Texte à lire:
-----
Valéry Giscard d’Estaing et la période charnière au Moyen-Orient

  • Dès le début de son mandat, Valéry Giscard d’Estaing prend acte de la mondialisation naissante et fait le choix d’une diplomatie multipolaire et apaisée
  • L'intérêt français pour les pays arabes du Golfe et l'Irak n’a cessé de croître

PARIS: L’ancien président français Valéry Giscard d’Estaing (de 1974 à 1981), qui vient de disparaître, a bien marqué son époque en France et dans le monde. Il a été le témoin de grands tournants au Moyen-Orient, tout en œuvrant pour que la France développe ces liens tissés par l’histoire, le voisinage et les intérêts mutuels.

Durant sa présence à l’Élysée, Valéry Giscard d’Estaing n’a cessé de renforcer «la politique arabe de la France» initiée par le fondateur de la Ve République, le général Charles de Gaulle, qui a voulu à tout prix dépasser les plaies de la guerre d’Algérie et l’implication française dans la campagne de Suez. Ainsi, sur un terrain préparé par son prédécesseur Georges Pompidou, l’ancien président centriste Giscard d’Estaing s’est révélé un ami du monde arabe. Ses relations sont restées froides avec Israël, au point qu’il ne visita ce pays qu’en 1984, trois ans après la fin de son mandat, alors qu’il s’est rendu dans plusieurs pays arabes entre 1975 et 1980 et qu’il a encouragé le dialogue euro-arabe.

Dès le début de son mandat, Valéry Giscard d’Estaing, président dynamique et moderne, prend acte de la mondialisation naissante et fait le choix d’une diplomatie multipolaire et apaisée. En 1975, il déclare: «La politique extérieure de la France sera une politique mondialiste et conciliante.» C’est en Afrique que Giscard voulait mettre en œuvre son style d’ouverture et cela s’est étendu au monde arabe. En 1975, il est le premier président français à se rendre en Algérie indépendante. Dès l’année suivante cependant, Paris et Alger s’opposent sur la question du Sahara occidental.

Ce conflit, qui implique deux pays importants du Maghreb, pèse sur les choix français, tout comme d’autres conflits et événements qui ont émaillé le mandat de Giscard d’Estaing: choc pétrolier, guerres gigognes au Liban, révolution iranienne, reconnaissance européenne du fait palestinien, et guerre Irak-Iran. Valéry Giscard d’Estaing était donc le témoin d’une période charnière au Moyen-Orient symbolisée par le changement iranien qui voit s’introduire de nouveau la religion dans le champ politique, et qui provoque la montée de l’islamisme politique et ses effets mondiaux.
-----
Extraits d'un jeu de données d'annotation par points:

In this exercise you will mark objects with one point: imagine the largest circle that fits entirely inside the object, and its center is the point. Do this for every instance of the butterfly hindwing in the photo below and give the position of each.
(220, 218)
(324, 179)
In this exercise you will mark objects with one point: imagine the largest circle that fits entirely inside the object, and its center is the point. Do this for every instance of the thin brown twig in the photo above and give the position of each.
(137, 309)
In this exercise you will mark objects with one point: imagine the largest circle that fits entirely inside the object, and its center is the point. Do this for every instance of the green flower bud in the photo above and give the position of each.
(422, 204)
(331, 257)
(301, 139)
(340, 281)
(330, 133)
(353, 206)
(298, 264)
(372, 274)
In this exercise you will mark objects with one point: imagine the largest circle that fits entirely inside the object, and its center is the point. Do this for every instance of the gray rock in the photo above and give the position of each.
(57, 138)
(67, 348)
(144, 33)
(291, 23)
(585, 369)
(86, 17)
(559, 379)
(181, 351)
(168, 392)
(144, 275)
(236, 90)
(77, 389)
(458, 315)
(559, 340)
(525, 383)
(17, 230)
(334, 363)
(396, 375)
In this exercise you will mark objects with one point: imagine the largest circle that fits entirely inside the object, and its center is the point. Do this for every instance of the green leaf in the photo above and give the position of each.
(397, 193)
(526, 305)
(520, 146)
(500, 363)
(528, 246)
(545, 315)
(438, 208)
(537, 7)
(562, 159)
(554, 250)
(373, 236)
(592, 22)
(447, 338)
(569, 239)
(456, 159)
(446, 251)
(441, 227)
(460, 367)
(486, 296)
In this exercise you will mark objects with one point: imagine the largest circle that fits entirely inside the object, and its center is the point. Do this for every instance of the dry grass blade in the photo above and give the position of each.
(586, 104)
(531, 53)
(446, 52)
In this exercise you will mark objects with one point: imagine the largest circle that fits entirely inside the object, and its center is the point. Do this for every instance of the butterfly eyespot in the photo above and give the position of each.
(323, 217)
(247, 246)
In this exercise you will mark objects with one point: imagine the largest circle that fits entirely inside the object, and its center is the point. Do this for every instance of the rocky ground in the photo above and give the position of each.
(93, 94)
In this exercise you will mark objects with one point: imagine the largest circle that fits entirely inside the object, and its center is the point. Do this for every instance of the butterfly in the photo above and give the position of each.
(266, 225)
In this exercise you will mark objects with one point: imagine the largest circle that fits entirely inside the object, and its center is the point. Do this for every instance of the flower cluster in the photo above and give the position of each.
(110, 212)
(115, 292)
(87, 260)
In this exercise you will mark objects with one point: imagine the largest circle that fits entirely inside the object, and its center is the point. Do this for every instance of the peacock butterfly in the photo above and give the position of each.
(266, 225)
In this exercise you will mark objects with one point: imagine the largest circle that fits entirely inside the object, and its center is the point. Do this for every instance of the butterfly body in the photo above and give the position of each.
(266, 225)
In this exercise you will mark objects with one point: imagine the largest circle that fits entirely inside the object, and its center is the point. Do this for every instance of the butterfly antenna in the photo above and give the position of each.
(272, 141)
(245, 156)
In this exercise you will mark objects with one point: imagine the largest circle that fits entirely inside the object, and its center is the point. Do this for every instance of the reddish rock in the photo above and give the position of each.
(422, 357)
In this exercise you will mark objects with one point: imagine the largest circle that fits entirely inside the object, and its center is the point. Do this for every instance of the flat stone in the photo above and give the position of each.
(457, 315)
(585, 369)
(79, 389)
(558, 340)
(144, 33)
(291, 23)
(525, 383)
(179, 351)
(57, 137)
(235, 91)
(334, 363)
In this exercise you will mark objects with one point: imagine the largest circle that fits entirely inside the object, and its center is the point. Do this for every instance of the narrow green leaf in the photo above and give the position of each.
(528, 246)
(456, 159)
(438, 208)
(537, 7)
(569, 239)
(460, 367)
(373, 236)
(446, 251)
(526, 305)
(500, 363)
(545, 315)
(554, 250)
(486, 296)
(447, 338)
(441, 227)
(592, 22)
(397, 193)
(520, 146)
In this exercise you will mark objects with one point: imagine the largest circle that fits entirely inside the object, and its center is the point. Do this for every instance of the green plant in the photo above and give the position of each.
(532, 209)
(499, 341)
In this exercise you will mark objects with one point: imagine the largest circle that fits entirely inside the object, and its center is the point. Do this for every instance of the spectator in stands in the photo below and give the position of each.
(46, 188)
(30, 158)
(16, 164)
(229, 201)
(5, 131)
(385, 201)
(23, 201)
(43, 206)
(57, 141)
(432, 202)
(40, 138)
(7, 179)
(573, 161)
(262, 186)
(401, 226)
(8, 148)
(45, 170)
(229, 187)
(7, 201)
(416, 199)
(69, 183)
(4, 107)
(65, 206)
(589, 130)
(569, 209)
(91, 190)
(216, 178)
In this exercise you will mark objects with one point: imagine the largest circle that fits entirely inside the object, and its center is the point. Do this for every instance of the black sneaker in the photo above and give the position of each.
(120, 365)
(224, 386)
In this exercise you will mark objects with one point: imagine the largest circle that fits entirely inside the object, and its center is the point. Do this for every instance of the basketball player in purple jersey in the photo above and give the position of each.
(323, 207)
-----
Défis:
(1) Dans le texte sur Valéry Giscard d'Estaing, recopie le passage qui commence par « Ce conflit, qui » et se termine après « ses effets mondiaux. », en substituant « crise énergétique » à « choc pétrolier ».
(2) D'après le texte sur Valéry Giscard d'Estaing, en quelle année l'ancien président a-t-il visité Israël ?
(3) Résume sous forme de liste le paragraphe du texte sur Valéry Giscard d'Estaing qui commence par « Durant sa présence à l'Élysée » en conservant ses faits principaux.

Réponses aux consignes:
(1)
Ce conflit, qui implique deux pays importants du Maghreb, pèse sur les choix français, tout comme d’autres conflits et événements qui ont émaillé le mandat de Giscard d’Estaing: crise énergétique, guerres gigognes au Liban, révolution iranienne, reconnaissance européenne du fait palestinien, et guerre Irak-Iran. Valéry Giscard d’Estaing était donc le témoin d’une période charnière au Moyen-Orient symbolisée par le changement iranien qui voit s’introduire de nouveau la religion dans le champ politique, et qui provoque la montée de l’islamisme politique et ses effets mondiaux.

(2) En 1984, trois ans après la fin de son mandat.

(3)
- Giscard d'Estaing a renforcé la « politique arabe de la France » lancée par de Gaulle, qui voulait dépasser les plaies de la guerre d'Algérie et de la campagne de Suez.
- Sur un terrain préparé par Georges Pompidou, il s'est montré un ami du monde arabe.
- Ses relations avec Israël sont restées froides : il ne s'y est rendu qu'en 1984, trois ans après la fin de son mandat.
- Entre 1975 et 1980, il a visité plusieurs pays arabes et encouragé le dialogue euro-arabe.